Dataset entries
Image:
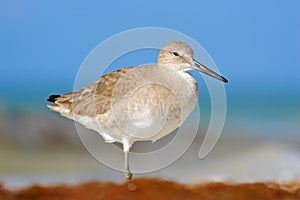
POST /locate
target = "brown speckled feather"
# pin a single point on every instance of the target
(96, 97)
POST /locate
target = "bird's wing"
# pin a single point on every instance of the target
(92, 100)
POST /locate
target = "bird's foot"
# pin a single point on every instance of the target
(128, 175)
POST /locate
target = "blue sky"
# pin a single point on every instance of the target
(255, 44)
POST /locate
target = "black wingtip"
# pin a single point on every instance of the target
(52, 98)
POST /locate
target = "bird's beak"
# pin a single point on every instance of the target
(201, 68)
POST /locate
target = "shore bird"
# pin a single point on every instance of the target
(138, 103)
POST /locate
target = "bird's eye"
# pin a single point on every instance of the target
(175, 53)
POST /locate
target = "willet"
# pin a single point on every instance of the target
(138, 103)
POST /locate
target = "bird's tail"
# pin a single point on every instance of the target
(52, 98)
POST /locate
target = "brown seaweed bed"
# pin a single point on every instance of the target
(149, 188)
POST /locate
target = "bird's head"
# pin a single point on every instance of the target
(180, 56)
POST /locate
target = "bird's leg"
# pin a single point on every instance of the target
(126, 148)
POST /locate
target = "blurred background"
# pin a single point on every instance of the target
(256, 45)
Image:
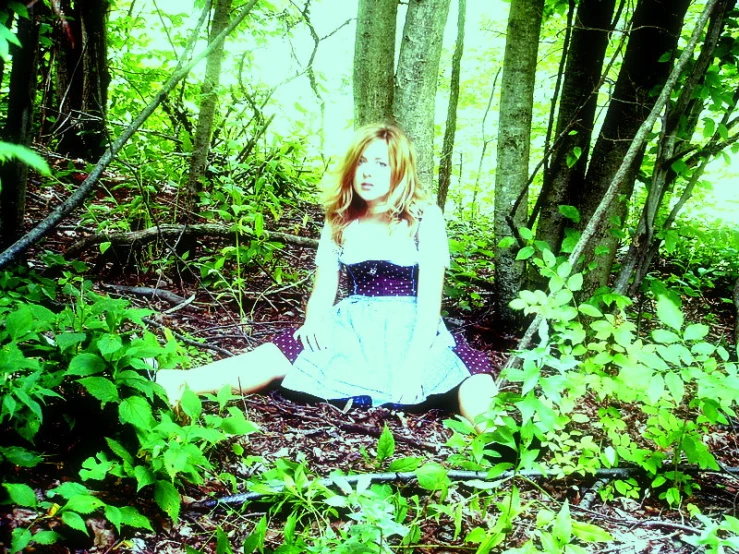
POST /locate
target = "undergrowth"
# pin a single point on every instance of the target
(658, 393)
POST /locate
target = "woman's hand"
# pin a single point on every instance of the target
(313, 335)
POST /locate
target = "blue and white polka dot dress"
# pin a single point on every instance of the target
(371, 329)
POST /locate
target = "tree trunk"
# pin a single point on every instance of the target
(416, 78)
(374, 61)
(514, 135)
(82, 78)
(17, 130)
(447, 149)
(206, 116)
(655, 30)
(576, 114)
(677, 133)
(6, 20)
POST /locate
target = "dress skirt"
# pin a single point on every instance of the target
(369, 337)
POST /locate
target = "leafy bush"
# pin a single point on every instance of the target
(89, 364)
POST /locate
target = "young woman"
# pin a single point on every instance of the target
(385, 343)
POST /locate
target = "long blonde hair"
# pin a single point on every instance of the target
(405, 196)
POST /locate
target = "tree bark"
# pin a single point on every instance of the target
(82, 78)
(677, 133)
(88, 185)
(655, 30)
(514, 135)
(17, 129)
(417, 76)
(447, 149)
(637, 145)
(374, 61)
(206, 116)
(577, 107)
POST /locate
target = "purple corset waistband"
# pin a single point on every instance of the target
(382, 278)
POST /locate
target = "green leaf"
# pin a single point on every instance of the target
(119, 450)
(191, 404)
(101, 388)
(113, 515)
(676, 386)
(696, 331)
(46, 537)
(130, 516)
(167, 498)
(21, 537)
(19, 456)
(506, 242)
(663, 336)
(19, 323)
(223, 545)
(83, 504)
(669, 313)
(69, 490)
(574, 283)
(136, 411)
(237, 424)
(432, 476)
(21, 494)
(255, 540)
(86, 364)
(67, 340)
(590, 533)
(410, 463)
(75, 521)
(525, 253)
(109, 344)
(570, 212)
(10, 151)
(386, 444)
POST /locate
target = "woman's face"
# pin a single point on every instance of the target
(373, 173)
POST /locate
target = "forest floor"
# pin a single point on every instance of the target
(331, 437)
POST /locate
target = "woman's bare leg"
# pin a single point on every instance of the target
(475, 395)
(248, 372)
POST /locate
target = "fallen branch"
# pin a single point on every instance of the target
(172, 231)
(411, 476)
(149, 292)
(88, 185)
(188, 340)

**Instructions for the task:**
Repeat the records word for word. Leave out whatever pictures they hold.

**The answer:**
Image:
POST /locate
target = "brown speckled feather"
# pin a single point on every instance of the target
(96, 97)
POST /locate
target = "bird's wing"
# pin a single point on every instance of the target
(92, 100)
POST /locate
target = "bird's foot"
# pin a single point on every instance of the target
(128, 175)
POST /locate
target = "blue sky"
# pin a single point on every instance of the target
(255, 44)
POST /locate
target = "black wingtip"
# pin a single point on every instance of the target
(52, 98)
POST /locate
target = "bird's beak"
# pin a single point on every instance of the target
(201, 68)
POST /locate
target = "shore bird"
# pin a single point on every instance of the target
(138, 103)
POST /locate
target = "bird's eye"
# pin a single point on every instance of the target
(175, 53)
POST /locate
target = "willet"
# pin a single point on every instance of the target
(138, 103)
POST /locate
target = "bird's tail"
# pin a single point on every instance of the target
(52, 98)
POST /locate
target = "brown seaweed bed"
# pin a single point on every instance of the target
(149, 188)
POST /locate
target = "bird's head"
# pin a single point on every instance of the target
(180, 56)
POST /locate
target = "bird's leg"
# pin a single point on every instance of the target
(126, 148)
POST /locate
target = "blurred background"
# pin a single point on every instance of the target
(256, 45)
Image:
POST /locate
target = "undergrowth"
# pin a single point on every instance of the target
(658, 393)
POST /locate
target = "woman's hand"
# pin a single point on every instance of the target
(313, 335)
POST /locate
target = "blue and white polka dot dress"
# pin a single point on every instance of the target
(371, 329)
POST /locate
target = "tree trunk"
# pin a single point on every instance of the target
(416, 78)
(374, 61)
(514, 135)
(82, 78)
(17, 130)
(447, 149)
(206, 116)
(655, 30)
(576, 114)
(677, 133)
(6, 20)
POST /locate
target = "dress skirt"
# pin a single point on every instance of the target
(369, 337)
POST /locate
target = "leafy bush"
# pin a single point on every instance of the target
(89, 364)
POST /locate
target = "young woman"
# pin a single point on every instance of the target
(385, 343)
POST /locate
target = "long blonde hair"
# pin a single point on every instance of the target
(405, 196)
POST /locate
target = "tree bark"
# pin a single point on every instance of the target
(82, 78)
(677, 133)
(88, 185)
(655, 30)
(514, 135)
(17, 129)
(417, 76)
(447, 149)
(637, 145)
(374, 61)
(206, 116)
(577, 107)
POST /locate
target = "purple corset waistband"
# pin a single point on every instance of the target
(382, 278)
POST /locate
target = "green leaf"
# pin a single point on every instance of the target
(119, 450)
(191, 404)
(101, 388)
(113, 515)
(676, 386)
(696, 331)
(46, 537)
(130, 516)
(167, 498)
(21, 537)
(19, 456)
(506, 242)
(663, 336)
(19, 323)
(223, 545)
(83, 504)
(669, 313)
(69, 490)
(574, 283)
(136, 411)
(237, 424)
(432, 476)
(21, 494)
(255, 540)
(86, 364)
(67, 340)
(590, 533)
(410, 463)
(75, 521)
(525, 253)
(109, 344)
(570, 212)
(10, 151)
(386, 444)
POST /locate
target = "woman's face"
# pin a single point on every instance of the target
(373, 173)
POST /locate
target = "forest floor"
# pin a single point on every instance of the target
(331, 437)
POST /locate
target = "woman's bare leg"
# pin a single point on every instance of the target
(475, 395)
(248, 372)
POST /locate
target = "fallen branch"
# pin a single point on every instance of the target
(172, 231)
(411, 476)
(149, 292)
(88, 185)
(188, 340)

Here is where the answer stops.